Return the listing below verbatim. Pictures do not belong in the copy.

==============================

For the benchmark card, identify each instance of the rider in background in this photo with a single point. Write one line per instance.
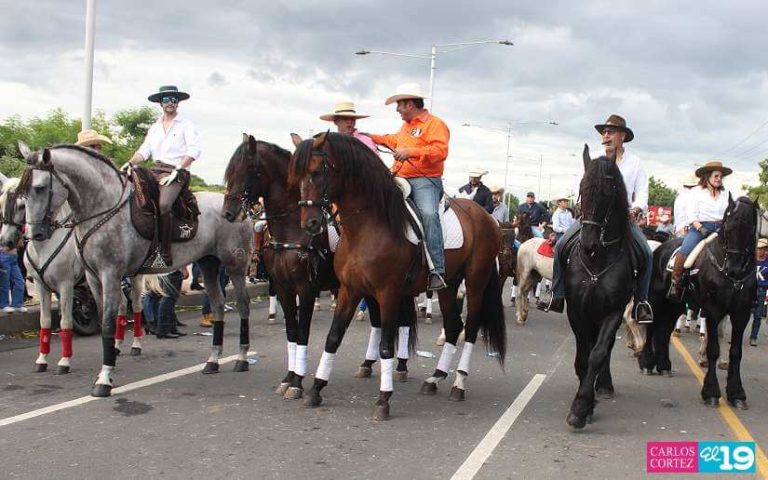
(174, 143)
(421, 147)
(614, 134)
(477, 191)
(706, 207)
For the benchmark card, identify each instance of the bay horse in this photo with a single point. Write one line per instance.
(297, 263)
(598, 281)
(110, 247)
(375, 257)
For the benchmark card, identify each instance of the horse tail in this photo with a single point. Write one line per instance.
(492, 322)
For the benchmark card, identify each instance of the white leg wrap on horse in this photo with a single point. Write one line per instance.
(446, 357)
(466, 353)
(373, 344)
(387, 365)
(291, 356)
(272, 304)
(402, 342)
(327, 361)
(105, 375)
(301, 360)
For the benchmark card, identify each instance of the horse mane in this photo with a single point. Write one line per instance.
(594, 183)
(240, 165)
(362, 172)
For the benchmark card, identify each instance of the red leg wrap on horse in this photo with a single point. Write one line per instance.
(65, 335)
(45, 340)
(121, 324)
(137, 330)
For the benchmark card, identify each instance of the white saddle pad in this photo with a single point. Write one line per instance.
(453, 235)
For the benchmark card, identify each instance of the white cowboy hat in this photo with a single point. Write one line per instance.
(344, 109)
(476, 172)
(88, 138)
(405, 91)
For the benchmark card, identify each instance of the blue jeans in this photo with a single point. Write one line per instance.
(223, 281)
(693, 237)
(643, 283)
(166, 309)
(426, 193)
(11, 281)
(757, 314)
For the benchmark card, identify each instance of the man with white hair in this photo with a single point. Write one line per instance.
(420, 149)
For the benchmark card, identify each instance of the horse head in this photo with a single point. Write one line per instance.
(738, 233)
(43, 190)
(604, 204)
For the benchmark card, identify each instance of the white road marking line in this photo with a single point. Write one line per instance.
(116, 391)
(488, 444)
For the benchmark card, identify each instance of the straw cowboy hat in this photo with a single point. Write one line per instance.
(711, 166)
(88, 138)
(168, 91)
(344, 109)
(476, 172)
(618, 122)
(690, 181)
(405, 91)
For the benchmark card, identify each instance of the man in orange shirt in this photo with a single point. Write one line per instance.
(420, 149)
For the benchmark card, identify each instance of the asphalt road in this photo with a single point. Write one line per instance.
(233, 425)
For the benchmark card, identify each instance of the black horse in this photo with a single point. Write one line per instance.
(598, 281)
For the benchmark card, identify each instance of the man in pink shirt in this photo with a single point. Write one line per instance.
(345, 118)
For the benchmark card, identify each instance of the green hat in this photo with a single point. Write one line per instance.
(167, 91)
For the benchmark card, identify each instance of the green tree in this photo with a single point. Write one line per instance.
(660, 194)
(759, 192)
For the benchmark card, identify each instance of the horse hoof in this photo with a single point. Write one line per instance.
(576, 422)
(381, 413)
(241, 366)
(211, 367)
(428, 388)
(282, 388)
(457, 394)
(313, 400)
(604, 394)
(739, 404)
(101, 390)
(293, 393)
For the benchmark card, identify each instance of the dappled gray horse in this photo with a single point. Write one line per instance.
(110, 247)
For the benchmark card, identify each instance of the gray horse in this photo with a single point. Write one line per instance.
(111, 248)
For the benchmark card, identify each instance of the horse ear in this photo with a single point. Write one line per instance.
(24, 149)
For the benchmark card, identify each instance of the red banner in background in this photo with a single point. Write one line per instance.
(654, 212)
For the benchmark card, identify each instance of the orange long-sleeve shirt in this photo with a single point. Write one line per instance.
(426, 136)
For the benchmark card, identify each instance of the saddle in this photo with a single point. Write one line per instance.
(145, 201)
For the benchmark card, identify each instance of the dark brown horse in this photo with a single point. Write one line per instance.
(377, 262)
(298, 264)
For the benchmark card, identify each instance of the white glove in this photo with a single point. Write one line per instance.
(165, 181)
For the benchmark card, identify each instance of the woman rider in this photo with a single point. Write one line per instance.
(705, 211)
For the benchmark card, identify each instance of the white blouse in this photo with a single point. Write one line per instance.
(703, 207)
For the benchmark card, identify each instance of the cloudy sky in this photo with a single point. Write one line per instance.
(690, 77)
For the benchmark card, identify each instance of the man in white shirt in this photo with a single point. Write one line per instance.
(173, 142)
(614, 134)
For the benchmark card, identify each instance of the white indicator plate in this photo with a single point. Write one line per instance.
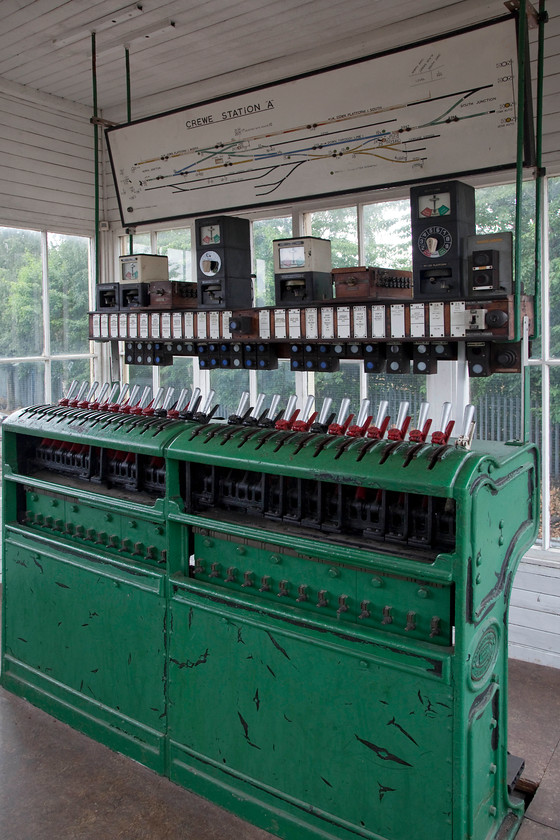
(143, 324)
(311, 323)
(343, 322)
(226, 315)
(378, 322)
(214, 325)
(189, 326)
(417, 320)
(294, 323)
(123, 325)
(457, 318)
(264, 324)
(201, 325)
(177, 325)
(166, 324)
(114, 326)
(437, 323)
(133, 325)
(360, 321)
(327, 322)
(397, 320)
(280, 323)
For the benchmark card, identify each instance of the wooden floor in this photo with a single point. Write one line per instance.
(56, 784)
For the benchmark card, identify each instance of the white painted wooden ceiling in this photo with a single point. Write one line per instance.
(220, 44)
(185, 51)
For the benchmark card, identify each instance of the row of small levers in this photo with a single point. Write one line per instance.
(190, 405)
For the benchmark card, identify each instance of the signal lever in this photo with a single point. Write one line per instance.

==============================

> _Finished task_:
For the benchmark card, identify each instance of the rider in background in this photo with a single point. Write one line per instance.
(174, 143)
(421, 147)
(614, 134)
(477, 191)
(706, 207)
For the benchmark card, identify each instance of the bay horse in this photo with a single point. Write one line per instance.
(297, 263)
(598, 281)
(110, 247)
(375, 257)
For the benchmark card, identify each instance of the horse tail in this photo with a single point. Write one line per instance.
(492, 322)
For the benchmark card, identify each instance of the white leg wrap on horse in this photo with a single point. Write one line per instance.
(446, 357)
(466, 353)
(373, 344)
(387, 365)
(291, 356)
(272, 304)
(402, 342)
(327, 361)
(105, 375)
(301, 360)
For the benchmark card, identify each instance of the horse mane in this photo with a single point. Write one line per instance.
(594, 183)
(240, 165)
(362, 172)
For the benchmark card, identify each instance of the red leg wrap on horse in this photo with a single point. Write one line per instance.
(65, 335)
(45, 340)
(121, 324)
(137, 330)
For the benchmark card, identify each instance of the white saddle pad in this photo with a single point. Write one line per instance.
(453, 235)
For the benchmark card, identify each instance of the white cowboy hat in this photo with a single point. Write one line per instance.
(344, 109)
(476, 172)
(88, 138)
(405, 91)
For the benchmark card, identify each instance of the blue jeans in this photo with a single point. Write one line per instance.
(223, 281)
(693, 237)
(643, 283)
(166, 309)
(426, 193)
(11, 281)
(757, 314)
For the benchmark card, identify each instance of the man with white hair in this photo with a single point. Write one line per instance.
(420, 149)
For the benchmark card, identify each instance of the horse head in this photo with a single point. Write one line per instance.
(738, 233)
(43, 190)
(604, 204)
For the benchmark card, identify each instance of the white road marking line in this photo with a single point. Write one line per instance.
(116, 391)
(488, 444)
For the benchmark card, identify each instance of the straw cowboy hat in this photo with a single point. Write one line per instance.
(711, 166)
(88, 138)
(168, 91)
(344, 109)
(476, 172)
(618, 122)
(690, 181)
(405, 91)
For the benchmark card, identify each instance of the man in orange shirt in this photo with a single point. Write one line per instance.
(420, 149)
For the benchmark card, identify each instance of the asphalt road in this photo with a single point. Write one line per instance.
(233, 425)
For the benchmark card, identify each instance of the black horse in this photo with a single point. Write one line per instance.
(598, 281)
For the benchmark card, identify each instance of the man in pink shirt in this photo with a single point. Write one line per instance.
(345, 118)
For the benchmark card, identify each instance of the green hat in this photo with a single point. Write one line per instance.
(167, 91)
For the benchmark card, identify each instance of the green tree in this photo with a single point. Write one line per instance.
(660, 194)
(759, 192)
For the benchmark card, identify each instance of the horse hoof in this photo with a single point. Write one line per instance.
(576, 422)
(381, 413)
(241, 366)
(211, 367)
(428, 388)
(282, 388)
(457, 394)
(313, 400)
(604, 394)
(739, 404)
(101, 390)
(293, 393)
For the benchmark card, identify each instance of the dappled gray horse in this photo with a single point. Write one line per instance.
(110, 247)
For the benchmark card, identify each instance of the gray horse in this photo with a single point. Write one line per instance.
(111, 248)
For the benchmark card, identify each instance of the horse ear in this photo with a single point. Write one line per instance.
(24, 149)
For the benchmark card, identify each instance of the red banner in background in this photo with a single point. Write one line per instance.
(654, 212)
For the benchmark card, identify each instance of the orange long-sleeve shirt in this photo with a single point. Write one line per instance.
(426, 136)
For the benchmark card, identify each instance of the saddle in this photo with a single point. Write one line per instance.
(145, 201)
For the benchmark card, identify each instance of the dark brown horse in this photo with a single point. Write one line per instance.
(377, 262)
(298, 264)
For the benchmark card, identify each instance of the white glove in this photo with a single point. Write one line per instance.
(165, 181)
For the benchmark card, identify each instance of the woman rider in this photo with a single point. Write one line per instance.
(705, 211)
For the benchmark card, identify each instance of the white blouse in this photo with a single point. Write one line per instance.
(703, 207)
For the benchmark card, identify each instance of the cloudy sky in this photo with a single point. Write one line per instance.
(690, 77)
For the benchmark card, identify each instance of the man in white shirt in this photo with a single point. Write one line per instance.
(173, 142)
(614, 134)
For the benchmark card, identify each instance of the white indicator plate in this photo with a single point. Write one line per instance.
(143, 324)
(311, 323)
(343, 322)
(226, 315)
(378, 322)
(214, 325)
(189, 326)
(417, 320)
(294, 323)
(123, 325)
(457, 318)
(264, 324)
(201, 325)
(177, 325)
(166, 324)
(114, 326)
(437, 323)
(133, 325)
(360, 321)
(327, 322)
(397, 320)
(280, 323)
For the benchmark card, identify each instance of the wooden floor in this photo with a single point. Write one line per instance.
(56, 784)
For the benchmark card, identify each instance of the white painted wooden ceiling in this photo with a single point. Write one line per instance.
(220, 44)
(185, 51)
For the benchmark card, identify each instance of the row of small levers in this photo with a single point. Write one line per instance.
(190, 405)
For the benchmark card, identify each instance of the signal lever in this photo with a single point. Write one line per instance.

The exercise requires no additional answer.